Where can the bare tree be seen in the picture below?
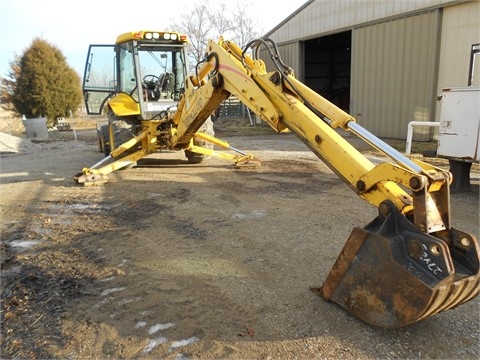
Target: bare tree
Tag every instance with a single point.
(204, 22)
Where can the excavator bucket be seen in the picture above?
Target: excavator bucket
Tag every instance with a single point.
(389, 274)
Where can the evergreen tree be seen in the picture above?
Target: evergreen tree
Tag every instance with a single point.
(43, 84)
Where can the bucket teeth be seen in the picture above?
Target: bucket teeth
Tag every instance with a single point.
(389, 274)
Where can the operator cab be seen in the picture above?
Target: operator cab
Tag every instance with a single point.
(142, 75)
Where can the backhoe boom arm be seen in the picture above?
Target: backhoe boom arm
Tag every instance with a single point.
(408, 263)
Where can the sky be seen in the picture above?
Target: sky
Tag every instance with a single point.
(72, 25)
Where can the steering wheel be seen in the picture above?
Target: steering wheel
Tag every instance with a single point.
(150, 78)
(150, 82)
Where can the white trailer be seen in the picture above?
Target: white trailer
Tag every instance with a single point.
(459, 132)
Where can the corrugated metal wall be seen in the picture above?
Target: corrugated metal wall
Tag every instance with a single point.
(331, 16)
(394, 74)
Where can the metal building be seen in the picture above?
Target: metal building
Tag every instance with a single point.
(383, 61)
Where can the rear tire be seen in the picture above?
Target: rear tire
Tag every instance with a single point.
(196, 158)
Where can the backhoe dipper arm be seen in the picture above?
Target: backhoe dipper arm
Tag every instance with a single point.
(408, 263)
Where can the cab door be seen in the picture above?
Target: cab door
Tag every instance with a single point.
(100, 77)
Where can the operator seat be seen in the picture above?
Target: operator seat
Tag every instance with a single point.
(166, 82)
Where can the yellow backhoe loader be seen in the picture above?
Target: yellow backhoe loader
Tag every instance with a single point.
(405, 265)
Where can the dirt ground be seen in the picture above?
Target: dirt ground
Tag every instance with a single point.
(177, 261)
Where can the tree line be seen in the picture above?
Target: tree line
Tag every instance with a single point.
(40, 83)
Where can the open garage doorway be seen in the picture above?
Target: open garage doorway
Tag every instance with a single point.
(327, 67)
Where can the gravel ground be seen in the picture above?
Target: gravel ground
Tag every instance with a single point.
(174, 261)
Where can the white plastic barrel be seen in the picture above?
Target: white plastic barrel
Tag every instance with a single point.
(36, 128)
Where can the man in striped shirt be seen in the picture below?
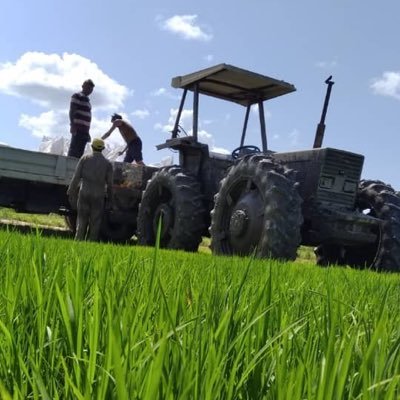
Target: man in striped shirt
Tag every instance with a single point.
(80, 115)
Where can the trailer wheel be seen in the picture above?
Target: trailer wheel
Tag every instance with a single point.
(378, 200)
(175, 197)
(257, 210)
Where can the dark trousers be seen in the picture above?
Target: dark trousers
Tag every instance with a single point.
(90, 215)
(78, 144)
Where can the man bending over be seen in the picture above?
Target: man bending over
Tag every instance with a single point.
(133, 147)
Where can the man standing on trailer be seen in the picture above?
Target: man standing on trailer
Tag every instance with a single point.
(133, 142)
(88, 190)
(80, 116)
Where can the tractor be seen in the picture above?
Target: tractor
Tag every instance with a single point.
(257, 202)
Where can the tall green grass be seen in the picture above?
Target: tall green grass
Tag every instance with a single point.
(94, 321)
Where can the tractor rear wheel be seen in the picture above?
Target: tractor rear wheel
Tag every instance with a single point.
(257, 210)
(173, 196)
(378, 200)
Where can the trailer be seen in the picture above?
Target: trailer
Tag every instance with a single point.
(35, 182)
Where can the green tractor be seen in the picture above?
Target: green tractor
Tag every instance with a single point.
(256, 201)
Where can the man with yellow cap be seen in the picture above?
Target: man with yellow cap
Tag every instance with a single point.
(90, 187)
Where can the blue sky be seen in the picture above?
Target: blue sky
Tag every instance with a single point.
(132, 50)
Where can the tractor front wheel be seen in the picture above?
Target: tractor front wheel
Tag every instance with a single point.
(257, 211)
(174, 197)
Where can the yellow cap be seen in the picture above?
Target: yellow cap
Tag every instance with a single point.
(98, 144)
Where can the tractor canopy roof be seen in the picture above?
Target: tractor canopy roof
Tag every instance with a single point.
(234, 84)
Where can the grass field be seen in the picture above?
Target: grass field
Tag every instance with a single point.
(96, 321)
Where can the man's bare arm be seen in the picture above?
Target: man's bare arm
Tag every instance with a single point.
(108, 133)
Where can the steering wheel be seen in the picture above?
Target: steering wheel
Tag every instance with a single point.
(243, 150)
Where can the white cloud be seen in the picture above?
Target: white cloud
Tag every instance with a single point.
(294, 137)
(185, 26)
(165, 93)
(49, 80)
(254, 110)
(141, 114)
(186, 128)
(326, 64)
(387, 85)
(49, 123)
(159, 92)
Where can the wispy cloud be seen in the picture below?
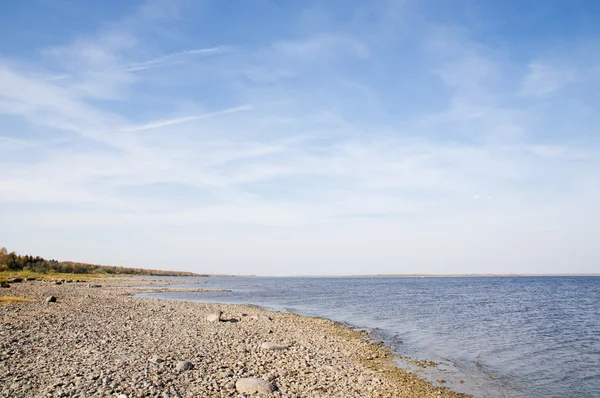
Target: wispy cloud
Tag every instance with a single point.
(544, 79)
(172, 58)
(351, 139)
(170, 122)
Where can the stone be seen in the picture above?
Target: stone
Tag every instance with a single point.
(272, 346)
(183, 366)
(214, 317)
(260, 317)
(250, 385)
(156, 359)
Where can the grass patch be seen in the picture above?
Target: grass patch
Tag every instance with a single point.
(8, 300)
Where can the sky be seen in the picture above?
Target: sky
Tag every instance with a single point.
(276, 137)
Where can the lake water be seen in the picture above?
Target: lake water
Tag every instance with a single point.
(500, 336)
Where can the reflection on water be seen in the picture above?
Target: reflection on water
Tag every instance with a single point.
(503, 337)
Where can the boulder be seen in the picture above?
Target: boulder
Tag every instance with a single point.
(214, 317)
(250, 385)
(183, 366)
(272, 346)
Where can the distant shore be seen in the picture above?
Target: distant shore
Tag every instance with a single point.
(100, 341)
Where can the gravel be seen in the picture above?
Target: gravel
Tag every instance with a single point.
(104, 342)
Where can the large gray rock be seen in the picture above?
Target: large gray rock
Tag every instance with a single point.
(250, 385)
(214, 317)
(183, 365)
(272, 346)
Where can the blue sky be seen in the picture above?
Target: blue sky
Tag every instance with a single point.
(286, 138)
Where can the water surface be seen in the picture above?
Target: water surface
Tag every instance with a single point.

STATED EXERCISE:
Please write out every line of the records from the line containing "Where can the gravel be" through the end of the records, changing only the point coordinates: multiply each by 2.4 and round it to a whole number, with halves rounded up.

SOLUTION FOR THIS EXERCISE:
Where can the gravel be seen in the picture above?
Target: gravel
Tag every instance with a single point.
(250, 821)
Where can the large gray rock be seen in the picture above?
Target: large gray rock
Tag every instance with a single point.
(600, 924)
(514, 761)
(439, 876)
(653, 830)
Where can the blue sky be seen in the picture above?
Target: blue sky
Tag every instance with a single point.
(686, 331)
Where can the water surface be seen in the picture above?
Target: water surface
Tag every instance with a single point.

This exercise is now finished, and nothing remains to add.